╔══

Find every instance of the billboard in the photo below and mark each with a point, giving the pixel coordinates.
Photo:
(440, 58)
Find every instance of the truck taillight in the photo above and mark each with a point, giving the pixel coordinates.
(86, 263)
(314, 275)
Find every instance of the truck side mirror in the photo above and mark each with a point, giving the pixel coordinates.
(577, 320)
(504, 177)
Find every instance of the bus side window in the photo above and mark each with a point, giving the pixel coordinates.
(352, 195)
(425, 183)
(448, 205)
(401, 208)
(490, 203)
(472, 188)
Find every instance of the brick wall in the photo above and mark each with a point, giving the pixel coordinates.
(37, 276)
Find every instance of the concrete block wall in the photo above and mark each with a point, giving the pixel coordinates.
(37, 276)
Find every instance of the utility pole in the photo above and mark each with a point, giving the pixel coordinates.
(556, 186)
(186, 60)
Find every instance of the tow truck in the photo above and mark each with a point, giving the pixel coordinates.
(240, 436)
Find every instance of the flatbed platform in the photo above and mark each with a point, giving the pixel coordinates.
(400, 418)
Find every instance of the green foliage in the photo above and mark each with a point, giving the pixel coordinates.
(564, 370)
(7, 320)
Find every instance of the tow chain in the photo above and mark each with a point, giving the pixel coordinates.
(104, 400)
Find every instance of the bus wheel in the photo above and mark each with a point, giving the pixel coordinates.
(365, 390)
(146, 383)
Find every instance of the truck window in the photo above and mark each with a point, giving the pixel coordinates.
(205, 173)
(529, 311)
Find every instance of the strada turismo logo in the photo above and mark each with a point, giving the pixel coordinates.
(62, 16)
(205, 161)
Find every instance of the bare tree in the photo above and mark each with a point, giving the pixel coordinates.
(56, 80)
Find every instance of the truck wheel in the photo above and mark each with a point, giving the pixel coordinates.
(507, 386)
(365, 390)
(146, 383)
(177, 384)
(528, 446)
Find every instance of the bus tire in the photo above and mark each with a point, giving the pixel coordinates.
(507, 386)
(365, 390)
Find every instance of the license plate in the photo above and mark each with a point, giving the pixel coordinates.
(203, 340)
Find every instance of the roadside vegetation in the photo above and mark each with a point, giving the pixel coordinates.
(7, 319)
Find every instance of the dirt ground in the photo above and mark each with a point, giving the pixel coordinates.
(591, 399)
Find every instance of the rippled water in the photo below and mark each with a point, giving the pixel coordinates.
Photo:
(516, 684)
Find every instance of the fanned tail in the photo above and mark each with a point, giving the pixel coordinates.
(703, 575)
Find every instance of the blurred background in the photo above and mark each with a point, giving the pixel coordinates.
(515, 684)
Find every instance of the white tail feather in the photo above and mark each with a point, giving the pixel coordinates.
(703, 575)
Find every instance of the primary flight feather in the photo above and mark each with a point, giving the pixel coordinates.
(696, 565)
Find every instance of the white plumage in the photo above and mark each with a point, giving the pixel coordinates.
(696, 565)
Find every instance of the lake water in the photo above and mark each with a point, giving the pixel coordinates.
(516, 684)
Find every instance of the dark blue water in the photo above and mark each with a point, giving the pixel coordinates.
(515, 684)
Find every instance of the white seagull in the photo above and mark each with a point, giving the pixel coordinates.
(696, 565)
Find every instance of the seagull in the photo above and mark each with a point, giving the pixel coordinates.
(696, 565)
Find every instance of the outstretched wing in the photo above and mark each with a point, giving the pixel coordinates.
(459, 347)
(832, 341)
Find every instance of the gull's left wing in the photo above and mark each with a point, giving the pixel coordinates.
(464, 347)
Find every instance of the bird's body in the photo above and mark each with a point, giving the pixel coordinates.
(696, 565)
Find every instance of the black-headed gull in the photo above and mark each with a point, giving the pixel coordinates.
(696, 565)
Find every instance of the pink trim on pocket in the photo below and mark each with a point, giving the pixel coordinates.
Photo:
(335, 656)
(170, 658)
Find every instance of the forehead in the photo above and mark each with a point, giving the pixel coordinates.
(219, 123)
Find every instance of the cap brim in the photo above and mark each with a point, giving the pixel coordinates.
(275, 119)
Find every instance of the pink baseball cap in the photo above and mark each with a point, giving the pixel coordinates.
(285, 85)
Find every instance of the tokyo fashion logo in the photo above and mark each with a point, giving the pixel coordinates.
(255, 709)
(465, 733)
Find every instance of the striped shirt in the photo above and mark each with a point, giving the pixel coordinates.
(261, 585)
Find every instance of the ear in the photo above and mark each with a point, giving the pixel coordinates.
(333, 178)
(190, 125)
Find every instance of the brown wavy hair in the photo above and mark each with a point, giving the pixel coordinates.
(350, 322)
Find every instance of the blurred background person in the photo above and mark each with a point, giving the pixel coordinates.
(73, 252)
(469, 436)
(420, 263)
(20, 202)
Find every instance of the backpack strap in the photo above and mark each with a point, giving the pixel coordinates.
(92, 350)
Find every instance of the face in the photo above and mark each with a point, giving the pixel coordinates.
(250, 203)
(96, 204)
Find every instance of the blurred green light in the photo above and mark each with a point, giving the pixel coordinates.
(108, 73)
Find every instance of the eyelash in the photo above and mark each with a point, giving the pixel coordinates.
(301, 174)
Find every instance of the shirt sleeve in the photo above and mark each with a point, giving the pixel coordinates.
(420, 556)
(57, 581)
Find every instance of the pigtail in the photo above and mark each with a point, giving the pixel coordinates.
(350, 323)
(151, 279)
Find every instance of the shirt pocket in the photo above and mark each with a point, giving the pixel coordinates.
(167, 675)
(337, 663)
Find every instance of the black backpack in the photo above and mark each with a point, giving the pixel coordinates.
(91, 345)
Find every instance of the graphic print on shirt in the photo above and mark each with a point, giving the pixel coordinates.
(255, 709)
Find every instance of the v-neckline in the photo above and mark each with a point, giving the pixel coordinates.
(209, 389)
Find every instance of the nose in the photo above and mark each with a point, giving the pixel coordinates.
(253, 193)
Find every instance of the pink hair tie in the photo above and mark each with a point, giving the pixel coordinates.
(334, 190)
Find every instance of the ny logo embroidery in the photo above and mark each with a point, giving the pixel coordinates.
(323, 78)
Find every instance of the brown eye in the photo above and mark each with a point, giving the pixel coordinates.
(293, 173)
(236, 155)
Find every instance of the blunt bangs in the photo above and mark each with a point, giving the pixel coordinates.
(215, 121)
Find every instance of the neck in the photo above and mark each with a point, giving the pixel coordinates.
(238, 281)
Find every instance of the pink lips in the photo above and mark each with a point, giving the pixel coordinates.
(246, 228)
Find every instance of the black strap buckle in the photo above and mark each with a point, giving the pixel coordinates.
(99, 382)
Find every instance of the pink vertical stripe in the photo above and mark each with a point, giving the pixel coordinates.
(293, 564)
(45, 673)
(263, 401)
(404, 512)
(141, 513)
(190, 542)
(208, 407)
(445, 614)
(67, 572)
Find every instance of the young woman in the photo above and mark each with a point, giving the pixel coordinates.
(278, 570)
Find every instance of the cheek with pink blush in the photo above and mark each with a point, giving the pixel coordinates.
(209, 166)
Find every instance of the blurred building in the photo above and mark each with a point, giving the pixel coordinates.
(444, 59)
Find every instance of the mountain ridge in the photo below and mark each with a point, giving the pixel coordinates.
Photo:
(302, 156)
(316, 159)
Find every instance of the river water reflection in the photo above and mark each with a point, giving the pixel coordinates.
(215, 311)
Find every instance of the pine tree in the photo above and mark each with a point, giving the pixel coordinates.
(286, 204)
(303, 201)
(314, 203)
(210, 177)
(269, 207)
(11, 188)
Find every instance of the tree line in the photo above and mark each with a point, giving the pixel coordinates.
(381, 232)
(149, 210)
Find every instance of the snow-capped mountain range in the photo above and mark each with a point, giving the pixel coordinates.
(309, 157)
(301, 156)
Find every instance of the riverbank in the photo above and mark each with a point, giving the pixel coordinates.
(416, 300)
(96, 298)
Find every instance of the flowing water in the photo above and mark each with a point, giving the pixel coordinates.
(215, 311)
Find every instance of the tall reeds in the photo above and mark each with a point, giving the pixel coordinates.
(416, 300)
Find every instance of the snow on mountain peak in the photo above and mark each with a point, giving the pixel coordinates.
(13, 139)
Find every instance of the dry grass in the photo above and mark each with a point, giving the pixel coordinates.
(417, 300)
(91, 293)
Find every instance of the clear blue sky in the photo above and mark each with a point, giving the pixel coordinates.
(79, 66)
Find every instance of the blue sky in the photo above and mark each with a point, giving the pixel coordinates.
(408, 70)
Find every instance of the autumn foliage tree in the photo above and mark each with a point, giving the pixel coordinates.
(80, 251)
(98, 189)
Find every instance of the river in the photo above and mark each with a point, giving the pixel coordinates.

╚══

Starting at the line that contains "Find every instance of the autumn", copy each line exactly through the end of the listing above. Include that first line and the last one, and add nothing.

• _Reply to the task_:
Find every instance of the autumn foliage tree in the photo above and mark each with a point, giving the pixel coordinates.
(80, 251)
(98, 189)
Find every instance of the river in the photo above and mark each with a point, giving the pixel coordinates.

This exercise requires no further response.